● **What the exercise asks**:
Using the records below, copy out exactly the line that contains "Category: sunlight on water" and every line that follows it, up to and including the last, and no others.

# start of Recorded data

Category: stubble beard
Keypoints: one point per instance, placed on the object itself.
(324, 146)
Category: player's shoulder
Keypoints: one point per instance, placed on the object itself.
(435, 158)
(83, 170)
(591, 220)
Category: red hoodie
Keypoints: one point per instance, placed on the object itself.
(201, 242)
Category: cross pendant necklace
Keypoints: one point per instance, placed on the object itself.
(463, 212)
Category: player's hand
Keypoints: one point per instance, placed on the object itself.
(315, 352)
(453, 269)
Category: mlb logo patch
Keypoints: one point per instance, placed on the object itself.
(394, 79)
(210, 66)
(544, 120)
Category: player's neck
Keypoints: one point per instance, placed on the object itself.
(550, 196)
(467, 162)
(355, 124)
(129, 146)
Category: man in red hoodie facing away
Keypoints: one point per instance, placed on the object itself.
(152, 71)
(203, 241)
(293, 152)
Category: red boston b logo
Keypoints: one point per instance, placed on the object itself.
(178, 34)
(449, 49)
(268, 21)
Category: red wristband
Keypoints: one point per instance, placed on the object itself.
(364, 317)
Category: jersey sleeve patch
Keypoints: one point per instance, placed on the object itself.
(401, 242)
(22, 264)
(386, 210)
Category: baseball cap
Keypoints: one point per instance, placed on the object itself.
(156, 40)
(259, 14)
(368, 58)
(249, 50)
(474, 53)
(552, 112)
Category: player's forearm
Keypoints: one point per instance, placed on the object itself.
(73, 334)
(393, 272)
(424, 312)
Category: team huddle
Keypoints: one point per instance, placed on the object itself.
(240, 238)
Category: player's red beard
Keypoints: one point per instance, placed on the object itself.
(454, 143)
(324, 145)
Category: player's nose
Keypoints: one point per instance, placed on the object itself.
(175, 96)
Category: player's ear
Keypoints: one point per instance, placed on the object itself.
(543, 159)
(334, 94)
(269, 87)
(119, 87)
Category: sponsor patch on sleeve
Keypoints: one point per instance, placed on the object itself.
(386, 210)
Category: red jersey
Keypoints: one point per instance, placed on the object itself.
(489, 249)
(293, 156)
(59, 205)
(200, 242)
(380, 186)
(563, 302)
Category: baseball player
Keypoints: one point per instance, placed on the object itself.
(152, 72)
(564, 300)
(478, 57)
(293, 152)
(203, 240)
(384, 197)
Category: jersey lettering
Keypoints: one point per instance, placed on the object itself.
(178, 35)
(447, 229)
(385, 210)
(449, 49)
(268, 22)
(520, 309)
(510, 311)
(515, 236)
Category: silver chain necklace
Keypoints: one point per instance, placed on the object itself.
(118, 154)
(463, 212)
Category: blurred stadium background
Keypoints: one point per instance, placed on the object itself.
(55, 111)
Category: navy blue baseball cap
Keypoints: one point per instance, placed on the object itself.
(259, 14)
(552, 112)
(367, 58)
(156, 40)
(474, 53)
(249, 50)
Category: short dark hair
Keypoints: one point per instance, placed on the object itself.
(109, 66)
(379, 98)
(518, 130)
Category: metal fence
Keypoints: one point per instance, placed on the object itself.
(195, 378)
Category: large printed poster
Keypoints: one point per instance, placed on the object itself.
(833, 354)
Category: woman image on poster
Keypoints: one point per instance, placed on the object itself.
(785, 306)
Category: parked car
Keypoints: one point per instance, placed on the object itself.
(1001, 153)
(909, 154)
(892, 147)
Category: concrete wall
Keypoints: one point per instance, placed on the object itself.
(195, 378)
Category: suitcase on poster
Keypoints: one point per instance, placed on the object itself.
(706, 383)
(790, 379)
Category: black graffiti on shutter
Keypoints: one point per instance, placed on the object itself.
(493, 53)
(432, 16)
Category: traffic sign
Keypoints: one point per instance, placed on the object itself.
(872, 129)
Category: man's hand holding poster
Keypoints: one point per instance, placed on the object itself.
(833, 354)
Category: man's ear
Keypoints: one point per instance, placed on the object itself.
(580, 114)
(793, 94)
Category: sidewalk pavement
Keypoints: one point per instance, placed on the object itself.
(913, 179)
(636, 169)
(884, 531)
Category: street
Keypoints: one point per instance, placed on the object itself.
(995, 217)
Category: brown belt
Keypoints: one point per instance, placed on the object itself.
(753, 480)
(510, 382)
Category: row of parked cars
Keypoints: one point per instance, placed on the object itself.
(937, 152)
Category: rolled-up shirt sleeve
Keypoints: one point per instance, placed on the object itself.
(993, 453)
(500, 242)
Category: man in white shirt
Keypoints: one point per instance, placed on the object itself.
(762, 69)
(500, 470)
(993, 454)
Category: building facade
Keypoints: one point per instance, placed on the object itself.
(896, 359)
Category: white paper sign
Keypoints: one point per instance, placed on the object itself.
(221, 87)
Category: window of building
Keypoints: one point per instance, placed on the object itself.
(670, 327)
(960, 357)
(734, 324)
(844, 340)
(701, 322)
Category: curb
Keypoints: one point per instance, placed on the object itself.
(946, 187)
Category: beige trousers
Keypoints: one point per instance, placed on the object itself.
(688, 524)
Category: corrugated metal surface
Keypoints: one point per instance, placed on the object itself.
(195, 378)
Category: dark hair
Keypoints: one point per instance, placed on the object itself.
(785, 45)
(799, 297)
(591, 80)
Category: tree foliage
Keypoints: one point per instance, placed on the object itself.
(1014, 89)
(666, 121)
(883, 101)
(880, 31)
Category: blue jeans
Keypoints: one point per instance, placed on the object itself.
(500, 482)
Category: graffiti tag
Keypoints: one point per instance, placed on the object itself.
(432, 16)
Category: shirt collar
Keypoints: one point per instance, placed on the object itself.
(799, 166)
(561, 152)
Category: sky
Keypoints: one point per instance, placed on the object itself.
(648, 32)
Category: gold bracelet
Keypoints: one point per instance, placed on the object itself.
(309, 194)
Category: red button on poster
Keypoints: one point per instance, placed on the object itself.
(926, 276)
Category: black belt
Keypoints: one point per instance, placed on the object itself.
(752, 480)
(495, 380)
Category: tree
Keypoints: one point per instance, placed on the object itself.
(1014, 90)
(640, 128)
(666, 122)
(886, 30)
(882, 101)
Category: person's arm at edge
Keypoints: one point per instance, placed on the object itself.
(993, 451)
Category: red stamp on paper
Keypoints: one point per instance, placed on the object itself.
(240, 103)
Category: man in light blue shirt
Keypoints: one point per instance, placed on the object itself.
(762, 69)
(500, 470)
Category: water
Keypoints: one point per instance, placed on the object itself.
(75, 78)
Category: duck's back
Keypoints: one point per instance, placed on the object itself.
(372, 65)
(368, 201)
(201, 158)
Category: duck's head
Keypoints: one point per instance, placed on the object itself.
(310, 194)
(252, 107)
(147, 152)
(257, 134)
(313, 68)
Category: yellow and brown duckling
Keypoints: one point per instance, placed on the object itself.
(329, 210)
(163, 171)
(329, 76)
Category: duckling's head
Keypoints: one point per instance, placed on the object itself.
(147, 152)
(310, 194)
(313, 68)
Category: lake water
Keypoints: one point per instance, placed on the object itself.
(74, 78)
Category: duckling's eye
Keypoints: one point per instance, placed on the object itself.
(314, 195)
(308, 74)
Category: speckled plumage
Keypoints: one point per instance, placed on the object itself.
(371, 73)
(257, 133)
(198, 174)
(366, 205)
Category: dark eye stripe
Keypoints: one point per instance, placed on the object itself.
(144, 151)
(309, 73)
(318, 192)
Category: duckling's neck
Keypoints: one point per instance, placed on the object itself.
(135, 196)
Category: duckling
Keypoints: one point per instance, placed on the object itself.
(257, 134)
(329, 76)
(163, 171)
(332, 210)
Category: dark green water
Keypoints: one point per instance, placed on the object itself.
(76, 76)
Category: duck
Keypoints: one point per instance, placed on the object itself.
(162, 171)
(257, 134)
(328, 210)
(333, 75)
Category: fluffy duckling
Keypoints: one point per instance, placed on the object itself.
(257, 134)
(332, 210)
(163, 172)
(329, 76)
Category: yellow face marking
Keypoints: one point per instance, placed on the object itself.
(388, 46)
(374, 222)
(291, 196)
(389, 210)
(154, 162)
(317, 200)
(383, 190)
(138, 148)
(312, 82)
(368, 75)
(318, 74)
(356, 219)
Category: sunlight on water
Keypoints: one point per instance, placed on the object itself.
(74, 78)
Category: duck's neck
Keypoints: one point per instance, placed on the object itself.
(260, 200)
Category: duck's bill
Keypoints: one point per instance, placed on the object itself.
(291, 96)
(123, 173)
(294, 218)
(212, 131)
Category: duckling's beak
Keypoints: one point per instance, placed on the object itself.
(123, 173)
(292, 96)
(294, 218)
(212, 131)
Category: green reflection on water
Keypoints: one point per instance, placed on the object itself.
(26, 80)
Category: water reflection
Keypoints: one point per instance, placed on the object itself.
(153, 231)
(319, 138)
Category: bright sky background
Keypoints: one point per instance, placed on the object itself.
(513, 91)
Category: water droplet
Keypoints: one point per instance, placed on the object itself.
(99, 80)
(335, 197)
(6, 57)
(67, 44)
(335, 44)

# end of Recorded data

● **Written answer**:
Category: sunlight on water
Keypoints: one point per instance, placed on the object itself.
(74, 78)
Category: duck's neck
Keypoints: one point per instance, placed on the object itself.
(260, 200)
Category: duck's bill
Keypoints: one point per instance, placed on the object itself.
(291, 96)
(123, 173)
(294, 218)
(212, 131)
Category: duckling's beak
Keypoints: one point per instance, placed on the object itself.
(123, 173)
(292, 96)
(294, 218)
(212, 131)
Category: green reflection on water
Keypoints: one point per instance, placed on the object itself.
(26, 80)
Category: water reflection
Keypoints: one point per instance, placed on the object itself.
(153, 231)
(319, 138)
Category: bright sky background
Keypoints: one point per instance, placed on the object itself.
(513, 91)
Category: water droplet
Keypoints: one point per instance, placed on the object itself.
(99, 80)
(335, 197)
(6, 57)
(67, 44)
(335, 44)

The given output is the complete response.